Dataset items:
--- --- ---

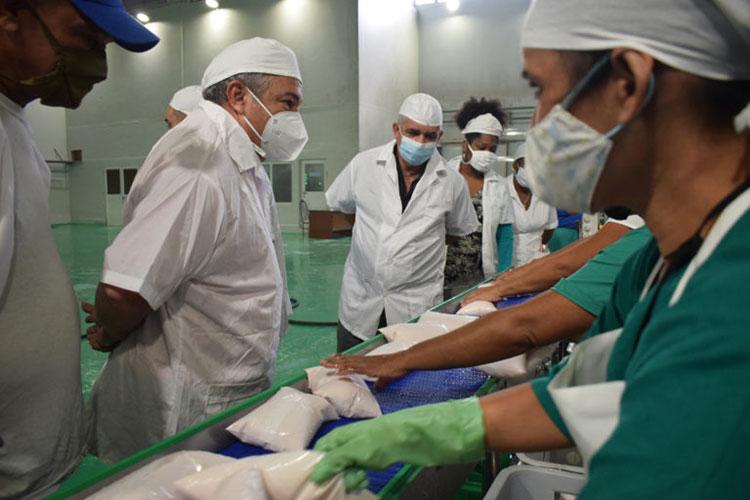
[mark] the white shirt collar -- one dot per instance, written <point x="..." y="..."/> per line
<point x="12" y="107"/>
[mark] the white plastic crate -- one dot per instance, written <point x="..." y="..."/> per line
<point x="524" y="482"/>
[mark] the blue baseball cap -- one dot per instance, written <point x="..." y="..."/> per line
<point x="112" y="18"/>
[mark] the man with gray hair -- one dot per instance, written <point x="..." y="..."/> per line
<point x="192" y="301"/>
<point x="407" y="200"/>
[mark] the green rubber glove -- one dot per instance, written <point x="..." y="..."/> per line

--- --- ---

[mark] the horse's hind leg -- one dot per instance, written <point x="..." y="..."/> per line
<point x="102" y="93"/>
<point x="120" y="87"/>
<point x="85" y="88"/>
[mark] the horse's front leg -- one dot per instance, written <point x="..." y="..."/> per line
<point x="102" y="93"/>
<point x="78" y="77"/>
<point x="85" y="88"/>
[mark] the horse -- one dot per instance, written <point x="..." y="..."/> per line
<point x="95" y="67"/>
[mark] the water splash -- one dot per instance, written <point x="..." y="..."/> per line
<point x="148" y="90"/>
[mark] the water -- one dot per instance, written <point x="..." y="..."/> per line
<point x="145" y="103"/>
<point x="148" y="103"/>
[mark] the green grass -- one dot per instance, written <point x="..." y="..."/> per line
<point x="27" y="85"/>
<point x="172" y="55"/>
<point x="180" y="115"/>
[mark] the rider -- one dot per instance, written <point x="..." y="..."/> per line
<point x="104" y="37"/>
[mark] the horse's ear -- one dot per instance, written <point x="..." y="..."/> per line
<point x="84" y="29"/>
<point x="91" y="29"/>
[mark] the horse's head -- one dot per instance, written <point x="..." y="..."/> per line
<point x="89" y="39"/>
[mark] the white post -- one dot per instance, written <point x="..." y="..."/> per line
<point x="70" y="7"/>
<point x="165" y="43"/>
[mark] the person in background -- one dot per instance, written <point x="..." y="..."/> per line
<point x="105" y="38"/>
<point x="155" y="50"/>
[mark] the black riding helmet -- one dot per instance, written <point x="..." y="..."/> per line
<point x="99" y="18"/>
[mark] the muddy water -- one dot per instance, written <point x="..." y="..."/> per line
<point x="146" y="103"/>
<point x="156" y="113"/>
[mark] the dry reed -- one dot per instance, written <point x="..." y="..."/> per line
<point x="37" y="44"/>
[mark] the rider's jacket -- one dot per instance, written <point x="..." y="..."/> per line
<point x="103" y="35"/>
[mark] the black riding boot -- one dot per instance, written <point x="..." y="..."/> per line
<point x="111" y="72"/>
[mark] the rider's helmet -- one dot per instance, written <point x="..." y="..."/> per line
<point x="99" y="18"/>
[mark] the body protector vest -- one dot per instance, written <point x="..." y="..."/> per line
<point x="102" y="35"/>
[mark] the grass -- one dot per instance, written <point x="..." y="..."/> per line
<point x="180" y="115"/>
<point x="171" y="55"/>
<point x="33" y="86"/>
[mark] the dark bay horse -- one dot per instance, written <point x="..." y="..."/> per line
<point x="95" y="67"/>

--- --- ---

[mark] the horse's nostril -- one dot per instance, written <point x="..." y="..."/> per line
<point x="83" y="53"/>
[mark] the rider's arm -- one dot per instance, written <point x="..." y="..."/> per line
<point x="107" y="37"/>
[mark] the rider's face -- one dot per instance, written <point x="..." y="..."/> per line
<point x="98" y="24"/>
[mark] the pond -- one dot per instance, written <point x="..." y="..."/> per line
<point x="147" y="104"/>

--- --- ---

After locating the line with "[mark] the white shirt" above, return that line and every later line through the one with "[mark] the green rubber", word for word and with nothing else.

Result for this exercise:
[mark] the white shirt collar -- one dot per instance, written <point x="..." y="..."/> per line
<point x="12" y="107"/>
[mark] the white plastic crate -- one dot per instance, written <point x="..." y="..."/> per line
<point x="524" y="482"/>
[mark] the blue baseball cap -- one dot per instance, written <point x="..." y="..."/> per line
<point x="112" y="18"/>
[mark] the man with gray hair -- one dot per instance, written <point x="..." y="..."/> per line
<point x="192" y="301"/>
<point x="407" y="200"/>
[mark] the green rubber glove -- one dot per instance, written <point x="..." y="..."/> per line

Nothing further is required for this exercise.